__SOURCE DOCUMENT__:
STS-51L – The ultimate field trip

by Chris Bergin

“Now don’t break our airplane!” Judy Resnik joked.

Hank Hartsfield promised not to. It was October 1985 when the two astronauts shared their moment of camaraderie.

Three months later, the seasoned Shuttle flier would recall Resnik’s light-hearted advice with sorrow; for it was on her flight, rather than his, that the ‘airplane’ – Space Shuttle Challenger – finally broke.
Hartsfield had just returned from a week-long Spacelab mission, sponsored by West Germany, aboard Challenger and immediately flew to Europe for his crew’s public relations tour. He was still there when Resnik and the next Challenger crew blasted-off.

The pair had good reason for their closeness: not only did they share the same career, but they had flown together on the maiden voyage of Space Shuttle Discovery barely a year earlier. “You sort of become family,” Hartsfield remembered two decades later. “We worked together for 13 months, partied together and you do get close”. Whilst in Europe, he had followed with interest his former crewmate’s seemingly fruitless efforts to return to space in January 1986.

Right from the start, launching Challenger’s tenth mission was an exercise in frustration.

It was, however, a frustration that NASA could not afford. The planned six-day flight, designated STS-51L, would feature the first private citizen – a social studies teacher from New Hampshire named Christa McAuliffe – to fly aboard the Shuttle. Selected from over 11,000 applicants, she would teach two lessons from space, providing a much-needed public relations boon for the agency as it sought to demonstrate that its reusable fleet of orbiters were truly the spacegoing equivalents of commercial airliners.

Indeed, years later, McAuliffe’s mother, Grace Corrigan, would insist that the general atmosphere in the weeks leading up to Challenger’s fateful launch was that the Shuttle was actually safer than an airliner, simply due to the higher level of precautions taken by NASA. Even McAuliffe herself, before launch, had expressed light-hearted confidence that her only ‘fear’ was a failure of the orbiter’s multi-million-dollar toilet.

When the 51L crew arrived at the Kennedy Space Center in Florida, their launch was routinely postponed by delays in bringing Challenger’s sister ship Columbia home from her own flight and weather concerns at a Transoceanic Abort Landing site in Senegal. More trouble was afoot. Unacceptable weather in Florida put paid to another attempt and, when Commander Dick Scobee and his six crewmates settled into their seats aboard Challenger on January 27th, they were again thwarted by high winds and a frozen handle on their ship’s hatch. By the following morning, temperatures had plummeted to a few degrees above zero Celsius, producing the coldest conditions under which a Shuttle launch had ever been attempted. Copious amounts of ice on the pad then forced an additional two-hour delay to allow the rising sun to thaw it.

__DATA EXCERPT__:
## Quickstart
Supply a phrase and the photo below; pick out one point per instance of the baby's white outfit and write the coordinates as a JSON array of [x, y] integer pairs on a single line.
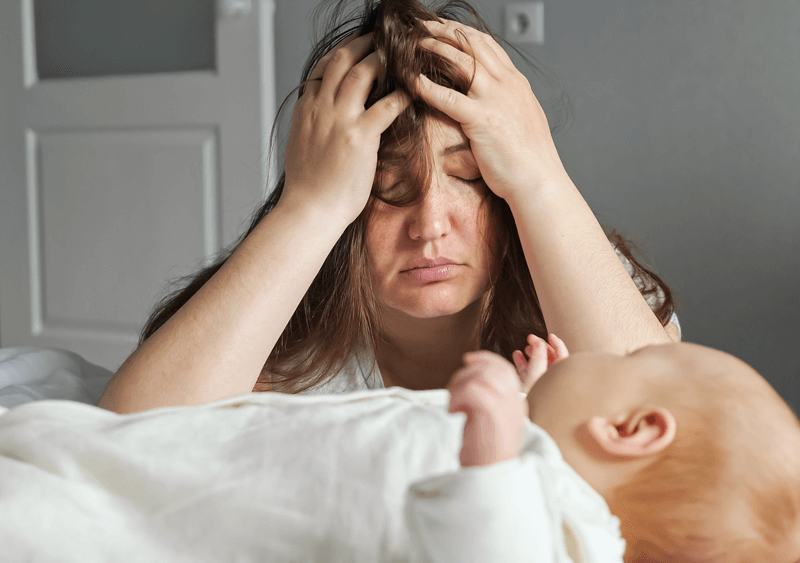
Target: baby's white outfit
[[531, 509]]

__DIRECTIONS__:
Pick up the Challenger STS-51L article above from where it stops and continue it.

__EXERCISE ANSWER__:
Nonetheless, many of the astronauts’ families, including Scobee’s wife, June, doubted that NASA would conceivably fly under such conditions. She was partially appeased by her husband’s insistence, over the phone that morning, that he felt it was safe to do so. Hank Hartsfield, good-naturedly, had called the 51L crew on a regular basis to jokingly ask what the hell they were up to. Would they ever launch?

Tragically, as we now know, Resnik and her colleagues – Scobee, McAuliffe, Mike Smith, Ellison Onizuka, Ron McNair and Greg Jarvis – would indeed launch that cold Tuesday, with catastrophic consequences. Almost two decades later, the world is familiar with the technical and human causes of Challenger’s destruction, but precious little has been written of what the 51L astronauts would have actually done whilst in orbit. The mission, it seemed, provided a little bit of everything: two satellite deployments, one retrieval, a range of experiments in the Shuttle’s middeck and a comprehensive survey of Halley’s Comet.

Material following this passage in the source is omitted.